'''

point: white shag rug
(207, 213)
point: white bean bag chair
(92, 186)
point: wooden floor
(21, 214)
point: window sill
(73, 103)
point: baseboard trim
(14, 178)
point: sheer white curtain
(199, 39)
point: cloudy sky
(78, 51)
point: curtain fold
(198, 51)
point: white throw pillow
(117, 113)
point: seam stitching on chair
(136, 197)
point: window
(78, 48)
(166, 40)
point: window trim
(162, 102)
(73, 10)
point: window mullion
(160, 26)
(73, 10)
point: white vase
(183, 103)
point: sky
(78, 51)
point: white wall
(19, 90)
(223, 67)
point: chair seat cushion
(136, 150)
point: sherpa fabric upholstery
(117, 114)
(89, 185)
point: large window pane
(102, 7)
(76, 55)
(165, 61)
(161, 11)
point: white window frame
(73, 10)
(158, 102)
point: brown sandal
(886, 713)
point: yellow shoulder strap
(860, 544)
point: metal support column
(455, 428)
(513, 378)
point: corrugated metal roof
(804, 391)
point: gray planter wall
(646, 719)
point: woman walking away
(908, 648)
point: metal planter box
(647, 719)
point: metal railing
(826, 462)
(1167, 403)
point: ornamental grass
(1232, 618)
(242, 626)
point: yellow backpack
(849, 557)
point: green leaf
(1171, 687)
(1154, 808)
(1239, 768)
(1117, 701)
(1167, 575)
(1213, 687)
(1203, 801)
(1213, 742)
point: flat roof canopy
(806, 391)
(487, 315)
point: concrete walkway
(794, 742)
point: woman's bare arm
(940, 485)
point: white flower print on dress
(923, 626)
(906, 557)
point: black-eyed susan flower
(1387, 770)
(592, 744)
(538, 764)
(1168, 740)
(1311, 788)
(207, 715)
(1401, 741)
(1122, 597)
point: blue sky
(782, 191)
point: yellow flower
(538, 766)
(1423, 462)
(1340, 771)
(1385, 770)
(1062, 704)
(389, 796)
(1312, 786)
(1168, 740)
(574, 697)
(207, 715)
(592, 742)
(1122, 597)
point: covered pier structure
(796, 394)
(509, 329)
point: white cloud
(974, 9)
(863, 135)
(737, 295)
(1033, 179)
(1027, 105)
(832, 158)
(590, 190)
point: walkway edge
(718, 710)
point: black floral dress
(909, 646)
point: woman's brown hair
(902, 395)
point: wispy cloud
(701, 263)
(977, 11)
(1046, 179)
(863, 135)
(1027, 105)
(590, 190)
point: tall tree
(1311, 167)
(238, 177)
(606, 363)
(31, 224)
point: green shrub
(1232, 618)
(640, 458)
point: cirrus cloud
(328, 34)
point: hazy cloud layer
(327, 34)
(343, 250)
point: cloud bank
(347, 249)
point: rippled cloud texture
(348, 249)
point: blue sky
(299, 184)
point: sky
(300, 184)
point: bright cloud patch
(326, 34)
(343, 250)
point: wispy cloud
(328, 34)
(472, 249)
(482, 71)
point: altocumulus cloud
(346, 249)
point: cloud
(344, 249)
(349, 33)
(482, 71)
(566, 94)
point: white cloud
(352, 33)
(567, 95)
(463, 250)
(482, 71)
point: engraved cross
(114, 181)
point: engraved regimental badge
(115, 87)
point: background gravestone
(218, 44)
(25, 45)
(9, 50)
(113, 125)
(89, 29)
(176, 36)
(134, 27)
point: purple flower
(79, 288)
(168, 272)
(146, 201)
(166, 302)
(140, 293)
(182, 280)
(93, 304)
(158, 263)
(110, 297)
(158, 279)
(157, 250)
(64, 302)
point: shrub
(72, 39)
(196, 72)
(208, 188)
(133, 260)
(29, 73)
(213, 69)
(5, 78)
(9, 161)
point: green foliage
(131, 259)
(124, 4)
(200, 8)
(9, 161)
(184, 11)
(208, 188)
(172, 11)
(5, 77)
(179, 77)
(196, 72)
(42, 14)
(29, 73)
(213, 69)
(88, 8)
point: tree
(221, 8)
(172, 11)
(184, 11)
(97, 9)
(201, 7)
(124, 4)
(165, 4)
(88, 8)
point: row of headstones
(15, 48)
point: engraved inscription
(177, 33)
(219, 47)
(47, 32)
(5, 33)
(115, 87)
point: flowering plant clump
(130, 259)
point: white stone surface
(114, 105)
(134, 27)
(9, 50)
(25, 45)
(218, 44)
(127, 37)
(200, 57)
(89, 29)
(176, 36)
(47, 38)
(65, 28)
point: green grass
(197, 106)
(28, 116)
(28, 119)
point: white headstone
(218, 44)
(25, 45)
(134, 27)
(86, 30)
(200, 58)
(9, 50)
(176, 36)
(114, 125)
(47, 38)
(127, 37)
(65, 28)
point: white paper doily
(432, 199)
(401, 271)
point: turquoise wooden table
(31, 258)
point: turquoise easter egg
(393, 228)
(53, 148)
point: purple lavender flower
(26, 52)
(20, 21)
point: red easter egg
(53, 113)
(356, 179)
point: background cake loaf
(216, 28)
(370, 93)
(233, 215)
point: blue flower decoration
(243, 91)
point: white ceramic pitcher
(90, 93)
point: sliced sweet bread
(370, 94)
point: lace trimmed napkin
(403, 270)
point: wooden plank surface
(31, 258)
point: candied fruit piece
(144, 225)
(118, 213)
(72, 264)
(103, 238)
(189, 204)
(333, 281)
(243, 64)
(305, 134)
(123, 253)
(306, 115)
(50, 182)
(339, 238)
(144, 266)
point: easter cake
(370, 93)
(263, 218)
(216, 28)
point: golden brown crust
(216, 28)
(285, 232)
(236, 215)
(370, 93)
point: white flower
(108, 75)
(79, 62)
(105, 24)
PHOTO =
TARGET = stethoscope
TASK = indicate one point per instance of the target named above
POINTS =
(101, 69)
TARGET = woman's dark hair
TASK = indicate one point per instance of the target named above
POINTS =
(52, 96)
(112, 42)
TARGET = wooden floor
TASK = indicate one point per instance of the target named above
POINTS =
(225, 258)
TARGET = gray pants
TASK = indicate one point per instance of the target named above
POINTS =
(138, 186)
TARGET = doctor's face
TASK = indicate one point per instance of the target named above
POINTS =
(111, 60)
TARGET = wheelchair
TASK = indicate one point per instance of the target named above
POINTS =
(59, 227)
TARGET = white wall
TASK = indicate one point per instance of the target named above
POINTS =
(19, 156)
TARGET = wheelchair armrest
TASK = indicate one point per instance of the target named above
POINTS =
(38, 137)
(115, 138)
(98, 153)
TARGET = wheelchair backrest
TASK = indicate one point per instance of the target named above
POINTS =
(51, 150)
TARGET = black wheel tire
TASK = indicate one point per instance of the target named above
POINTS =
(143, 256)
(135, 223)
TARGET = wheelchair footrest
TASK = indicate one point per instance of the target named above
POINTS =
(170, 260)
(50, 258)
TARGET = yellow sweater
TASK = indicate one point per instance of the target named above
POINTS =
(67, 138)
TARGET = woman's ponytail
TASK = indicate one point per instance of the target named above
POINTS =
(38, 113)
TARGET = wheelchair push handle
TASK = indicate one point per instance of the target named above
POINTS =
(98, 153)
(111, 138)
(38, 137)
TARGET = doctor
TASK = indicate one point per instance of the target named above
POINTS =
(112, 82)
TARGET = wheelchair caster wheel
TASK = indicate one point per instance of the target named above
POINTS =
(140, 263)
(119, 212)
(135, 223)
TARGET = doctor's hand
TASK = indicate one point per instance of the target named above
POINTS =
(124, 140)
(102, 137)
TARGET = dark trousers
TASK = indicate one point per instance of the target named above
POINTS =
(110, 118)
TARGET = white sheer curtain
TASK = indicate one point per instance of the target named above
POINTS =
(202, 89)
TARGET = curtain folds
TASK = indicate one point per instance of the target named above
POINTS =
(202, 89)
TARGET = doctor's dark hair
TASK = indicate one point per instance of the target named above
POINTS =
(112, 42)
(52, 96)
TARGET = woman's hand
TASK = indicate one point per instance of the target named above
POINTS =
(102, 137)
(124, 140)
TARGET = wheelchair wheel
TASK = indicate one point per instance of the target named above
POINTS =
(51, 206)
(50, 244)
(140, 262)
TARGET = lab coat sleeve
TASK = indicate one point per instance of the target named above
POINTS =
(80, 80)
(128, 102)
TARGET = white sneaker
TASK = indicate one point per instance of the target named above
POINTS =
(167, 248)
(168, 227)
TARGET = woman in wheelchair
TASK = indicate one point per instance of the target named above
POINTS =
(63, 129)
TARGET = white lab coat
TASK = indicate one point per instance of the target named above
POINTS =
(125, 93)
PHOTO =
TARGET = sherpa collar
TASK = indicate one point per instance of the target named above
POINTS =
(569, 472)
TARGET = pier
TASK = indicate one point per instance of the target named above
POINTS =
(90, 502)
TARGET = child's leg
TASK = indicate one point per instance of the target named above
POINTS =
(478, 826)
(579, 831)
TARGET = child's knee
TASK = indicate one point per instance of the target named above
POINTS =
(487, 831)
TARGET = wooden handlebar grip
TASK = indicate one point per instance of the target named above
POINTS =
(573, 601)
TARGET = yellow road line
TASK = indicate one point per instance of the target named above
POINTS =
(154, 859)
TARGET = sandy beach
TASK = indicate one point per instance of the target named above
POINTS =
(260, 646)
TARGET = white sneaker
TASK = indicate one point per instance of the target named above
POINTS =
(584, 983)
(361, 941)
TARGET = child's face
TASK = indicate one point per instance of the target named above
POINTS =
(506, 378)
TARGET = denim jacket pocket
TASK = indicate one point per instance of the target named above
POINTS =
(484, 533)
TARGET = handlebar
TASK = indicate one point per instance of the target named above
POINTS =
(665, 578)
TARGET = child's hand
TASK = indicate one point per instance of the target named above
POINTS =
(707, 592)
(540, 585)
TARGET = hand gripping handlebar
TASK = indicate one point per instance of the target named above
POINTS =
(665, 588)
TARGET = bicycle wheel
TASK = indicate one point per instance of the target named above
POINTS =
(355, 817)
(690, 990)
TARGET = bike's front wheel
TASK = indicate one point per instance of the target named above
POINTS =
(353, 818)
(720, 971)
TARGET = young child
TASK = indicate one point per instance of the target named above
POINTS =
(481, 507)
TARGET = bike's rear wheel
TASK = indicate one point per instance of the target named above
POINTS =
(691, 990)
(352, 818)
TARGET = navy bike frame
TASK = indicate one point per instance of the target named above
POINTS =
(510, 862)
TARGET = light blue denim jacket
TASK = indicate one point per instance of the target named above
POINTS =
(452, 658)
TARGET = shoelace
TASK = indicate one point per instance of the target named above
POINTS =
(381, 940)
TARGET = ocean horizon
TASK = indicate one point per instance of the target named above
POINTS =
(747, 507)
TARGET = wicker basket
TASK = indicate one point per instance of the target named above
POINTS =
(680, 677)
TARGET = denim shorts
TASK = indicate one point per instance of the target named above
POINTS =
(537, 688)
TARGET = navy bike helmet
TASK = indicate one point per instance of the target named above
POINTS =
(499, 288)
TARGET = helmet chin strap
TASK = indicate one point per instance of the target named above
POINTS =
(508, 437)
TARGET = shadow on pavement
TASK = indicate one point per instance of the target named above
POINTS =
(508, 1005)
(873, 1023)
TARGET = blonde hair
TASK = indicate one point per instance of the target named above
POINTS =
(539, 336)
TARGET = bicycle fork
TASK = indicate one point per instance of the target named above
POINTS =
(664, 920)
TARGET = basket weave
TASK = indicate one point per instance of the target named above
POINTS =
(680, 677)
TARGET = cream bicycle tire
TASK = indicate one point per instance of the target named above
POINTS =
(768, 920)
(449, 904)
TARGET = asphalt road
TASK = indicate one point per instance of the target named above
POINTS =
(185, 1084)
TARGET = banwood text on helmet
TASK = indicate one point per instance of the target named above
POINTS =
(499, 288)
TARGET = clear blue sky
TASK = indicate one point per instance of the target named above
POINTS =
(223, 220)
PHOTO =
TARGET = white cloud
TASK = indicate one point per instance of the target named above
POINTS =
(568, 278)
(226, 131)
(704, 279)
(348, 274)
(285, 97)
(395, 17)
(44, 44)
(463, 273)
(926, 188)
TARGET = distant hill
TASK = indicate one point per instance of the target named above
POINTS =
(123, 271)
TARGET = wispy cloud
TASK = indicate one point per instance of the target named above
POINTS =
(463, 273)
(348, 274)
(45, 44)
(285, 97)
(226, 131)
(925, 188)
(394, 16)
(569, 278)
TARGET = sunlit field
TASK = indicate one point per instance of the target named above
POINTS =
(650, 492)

'''

Find the word "child" in the listing and copy each line that contains it.

TARGET = child's leg
TARGET = child's knee
TARGET = child's face
TARGET = child's hand
TARGET = young child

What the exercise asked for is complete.